THE TASKS.
a) According to the referee report, how many observer-frame days separate the two G395M spectra?
b) Write out the part of the referee report that opens with the words containing "minor comments (2)" and closes with "clarified for precision.".

TEXT EXCERPT.
((

Desk editor's note, referee report, simulated authors' rebuttal, and a circularity audit. Tearing a paper down is the easy half of reading it; the pith above is the substance, this is the friction.

Referee Report

2 major / 2 minor

Summary. The paper reports the first detection of spectroscopic variability in a z~7 Little Red Dot (LRD) using JWST/NIRSpec observations. Comparing two G395M spectra from the THRILS and C3PO surveys separated by 99 observer-frame days (~13 rest-frame days), the authors measure ~30% differences in continuum and broad-line fluxes and a 42% difference in [OIII]5008 flux. These changes are corroborated by prism observations from RUBIES (taken ~1 year earlier) and CAPERS (taken within ~1 rest-day of THRILS). Rigorous tests are claimed to rule out instrumental artifacts from MSA slit placement and flux calibration. The authors interpret this as evidence for direct sight-lines from an accretion disk to nebular gas beyond the broad-line region (assuming LRDs are accreting black holes), implying covering fractions <100% and that [OIII] emission is not purely galaxy-process dominated.

Significance. If the variability is confirmed to be astrophysical rather than residual systematics, this would represent a significant advance as the first spectroscopic variability detection in an LRD at z~7. It would provide direct constraints on the physical scale and geometry of the ionizing source and narrow-line gas, supporting AGN-like models with partial covering and highlighting limitations in current black-hole mass and accretion-rate inferences for these objects. The multi-epoch, multi-instrument cross-checks add strength if quantitative metrics are provided.

major comments (2)
  1. [Abstract and results section] Abstract and results section: The central claim of intrinsic variability rests on the assertion that 'rigorous testing' rules out MSA slit-placement and flux-calibration effects, yet no quantitative metrics are provided (e.g., modeled slit-loss fractions for the point-source component, continuum overlap residuals between epochs, cross-program flux-calibration precision, or statistical significance/error bars on the 30% and 42% differences). A 30-42% offset is comparable in magnitude to plausible residual systematics in faint high-z NIRSpec data, so these details are load-bearing for distinguishing astrophysical changes from artifacts.
  2. [Results and discussion] The corroborating prism observations (RUBIES and CAPERS) are presented as independent confirmation, but the manuscript does not quantify the consistency of the flux scales across grating vs. prism modes or address potential differences in absolute calibration between programs.
minor comments (2)
  1. [Abstract] The abstract would benefit from a brief statement of the measured flux ratios with uncertainties and the exact time baselines in both observer and rest frames.
  2. [Abstract] Notation for the flux differences (e.g., the ~30% difference symbol) should be clarified for precision.

Simulated Author's Rebuttal

2 responses · 0 unresolved

We thank the referee for their detailed and constructive review. The comments correctly identify areas where additional quantitative detail would strengthen the presentation of the variability results. We address each major comment below and have revised the manuscript accordingly to include the requested metrics and comparisons.

))

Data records
((

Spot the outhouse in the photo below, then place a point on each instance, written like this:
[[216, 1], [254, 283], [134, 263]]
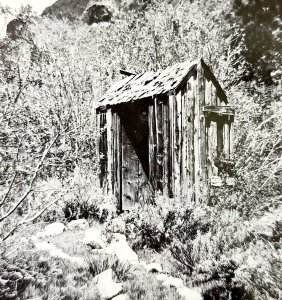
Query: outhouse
[[163, 132]]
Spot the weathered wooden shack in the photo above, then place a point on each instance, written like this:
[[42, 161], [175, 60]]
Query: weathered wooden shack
[[163, 132]]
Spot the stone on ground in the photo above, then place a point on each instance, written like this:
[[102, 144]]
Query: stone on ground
[[123, 252], [154, 268], [44, 246], [106, 286], [51, 230], [117, 225], [121, 297], [173, 282], [189, 294], [118, 237], [80, 224], [93, 238], [161, 277]]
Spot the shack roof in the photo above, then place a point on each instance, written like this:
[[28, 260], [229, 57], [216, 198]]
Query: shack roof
[[149, 84]]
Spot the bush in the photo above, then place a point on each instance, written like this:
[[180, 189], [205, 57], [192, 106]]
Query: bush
[[87, 200], [149, 225]]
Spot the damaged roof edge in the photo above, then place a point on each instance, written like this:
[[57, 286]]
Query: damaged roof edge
[[150, 84]]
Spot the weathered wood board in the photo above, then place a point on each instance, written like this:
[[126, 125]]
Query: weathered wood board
[[169, 140]]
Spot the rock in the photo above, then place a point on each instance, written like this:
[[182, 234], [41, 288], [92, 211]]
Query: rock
[[117, 225], [80, 224], [121, 297], [118, 237], [173, 282], [16, 276], [106, 286], [44, 246], [123, 252], [93, 238], [2, 283], [97, 13], [79, 261], [58, 253], [57, 272], [189, 294], [72, 9], [15, 28], [52, 230], [154, 268], [161, 277], [143, 264]]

))

ANSWERS TO THE TASKS.
a) 99 observer-frame days (about 13 rest-frame days).

b)
minor comments (2)
  1. [Abstract] The abstract would benefit from a brief statement of the measured flux ratios with uncertainties and the exact time baselines in both observer and rest frames.
  2. [Abstract] Notation for the flux differences (e.g., the ~30% difference symbol) should be clarified for precision.